Task objective – Copy all the material that follows, keeping every character the same.

Data listing:
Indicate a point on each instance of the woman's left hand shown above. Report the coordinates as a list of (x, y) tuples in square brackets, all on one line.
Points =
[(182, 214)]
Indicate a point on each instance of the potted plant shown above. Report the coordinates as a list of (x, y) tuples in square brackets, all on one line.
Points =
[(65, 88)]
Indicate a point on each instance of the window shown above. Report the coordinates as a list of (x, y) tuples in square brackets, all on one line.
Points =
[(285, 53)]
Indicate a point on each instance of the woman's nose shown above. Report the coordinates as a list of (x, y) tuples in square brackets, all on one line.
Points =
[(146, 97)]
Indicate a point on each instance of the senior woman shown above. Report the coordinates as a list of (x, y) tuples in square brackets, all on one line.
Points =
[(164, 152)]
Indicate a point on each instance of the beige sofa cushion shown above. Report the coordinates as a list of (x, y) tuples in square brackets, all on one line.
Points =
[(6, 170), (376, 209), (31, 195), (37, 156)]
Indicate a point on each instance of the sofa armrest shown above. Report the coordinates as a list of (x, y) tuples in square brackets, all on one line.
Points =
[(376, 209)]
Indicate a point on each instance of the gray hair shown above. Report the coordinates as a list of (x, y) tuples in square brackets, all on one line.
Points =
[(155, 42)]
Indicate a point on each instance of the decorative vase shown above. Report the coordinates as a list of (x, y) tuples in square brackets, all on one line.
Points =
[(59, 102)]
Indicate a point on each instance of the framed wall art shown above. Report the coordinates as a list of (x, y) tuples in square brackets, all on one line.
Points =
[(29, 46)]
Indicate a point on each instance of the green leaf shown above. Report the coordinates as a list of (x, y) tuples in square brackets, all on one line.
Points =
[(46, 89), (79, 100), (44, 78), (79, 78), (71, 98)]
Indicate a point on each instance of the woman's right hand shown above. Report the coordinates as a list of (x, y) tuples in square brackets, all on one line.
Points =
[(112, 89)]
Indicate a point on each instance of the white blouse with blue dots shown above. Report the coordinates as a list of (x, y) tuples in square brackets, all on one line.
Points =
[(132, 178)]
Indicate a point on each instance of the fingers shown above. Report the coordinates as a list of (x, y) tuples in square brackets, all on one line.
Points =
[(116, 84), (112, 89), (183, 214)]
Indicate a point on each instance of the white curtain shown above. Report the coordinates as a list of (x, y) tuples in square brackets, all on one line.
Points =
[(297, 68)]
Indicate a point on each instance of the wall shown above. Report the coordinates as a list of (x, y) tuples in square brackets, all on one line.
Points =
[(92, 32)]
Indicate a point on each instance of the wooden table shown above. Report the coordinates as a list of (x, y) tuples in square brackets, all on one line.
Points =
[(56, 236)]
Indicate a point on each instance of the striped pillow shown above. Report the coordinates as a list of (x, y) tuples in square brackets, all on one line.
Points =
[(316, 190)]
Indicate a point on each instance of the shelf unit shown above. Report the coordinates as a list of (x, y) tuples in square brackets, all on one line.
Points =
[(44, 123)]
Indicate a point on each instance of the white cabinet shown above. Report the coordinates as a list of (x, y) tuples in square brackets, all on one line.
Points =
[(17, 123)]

Task response –
Indicate a point on each instance of the woman's left hand shown above. Report the coordinates as a list of (x, y) tuples in square brackets, all on one line.
Points =
[(182, 214)]
Indicate a point on each instance of the potted plant shown above. Report the coordinates as a list of (x, y) tuples in square brackets, all on one line.
Points =
[(65, 88)]
Indicate a point on each instance of the window shown above. Report the coordinates as a list of (x, y) tuples in square brackets, all on one line.
Points =
[(285, 53)]
Indicate a point on each instance of the woman's nose shown above. Report the coordinates as a list of (x, y) tuples in square brackets, all on one line.
Points =
[(146, 97)]
Indicate a point on each instance of the senior woman shown above. Report the coordinates as a list of (x, y) tuples in square brackets, all on one line.
Points =
[(164, 152)]
Indicate a point on each instance of the beige sofa cushion shown above. Report the coordinates as a list of (x, y) tuples in square brackets, all on one line.
Points =
[(6, 170), (376, 209), (31, 195), (37, 156)]
Indicate a point on each instance of the sofa armrest shown above. Report the coordinates as a list of (x, y) tuples in square brackets, all on one line.
Points =
[(376, 209)]
Indicate a point on each instance of the gray hair shown above. Report the coordinates as a list of (x, y) tuples in square brackets, all on one line.
Points =
[(155, 42)]
Indicate a point on each instance of the decorative vase shown above. Report the coordinates as a list of (x, y) tuples in square brackets, all on one line.
Points =
[(59, 102)]
Indicate a point on each instance of the framed wall art shown above. Report the coordinates as a list of (x, y) tuples in square brackets, all on one line.
Points =
[(29, 46)]
Indicate a point on each instance of the green leaf shown above. Report the coordinates as a list of (x, y) tuples in square brackets, all on one line.
Points =
[(46, 89), (79, 100), (44, 78), (79, 78), (71, 98)]
Indicate a point on each instance of the woman's right hand shown above. Report the coordinates as a list of (x, y) tuples in square brackets, all on one line.
Points =
[(112, 89)]
Indicate a point on each instance of the white blouse with blue dots shown above. Report the coordinates as a list of (x, y) tuples in square brackets, all on one line.
Points =
[(132, 178)]
Indicate a point on each instance of the fingers shown above. Report the coordinates as a list of (x, y) tuples in square brackets, all on one line.
Points =
[(116, 84), (112, 89), (183, 214)]
Indicate a point on each instance of the white curtain shown above. Report the coordinates as a list of (x, y) tuples in square brackets, all on one line.
Points =
[(297, 68)]
Indicate a point on each instance of the wall shown above. Report the coordinates as a list of (x, y) tuples in square brackets, all on one line.
Points =
[(92, 32)]
Indicate a point on each instance of the wooden table shown above. Report the coordinates as a list of (x, y) tuples in square brackets, all on one line.
Points =
[(56, 236)]
Indicate a point on each instance of the striped pillow shown above. Report the coordinates as a list of (x, y) tuples in square brackets, all on one line.
Points =
[(316, 190)]
Indicate a point on each instance of the shelf unit shown above. Report the coordinates as a list of (x, y) tuples in square brackets, all on one line.
Points =
[(44, 123)]
Indicate a point on each instance of the white cabinet shown above. Report the coordinates as a list of (x, y) tuples in square brackets, all on one line.
Points =
[(17, 123)]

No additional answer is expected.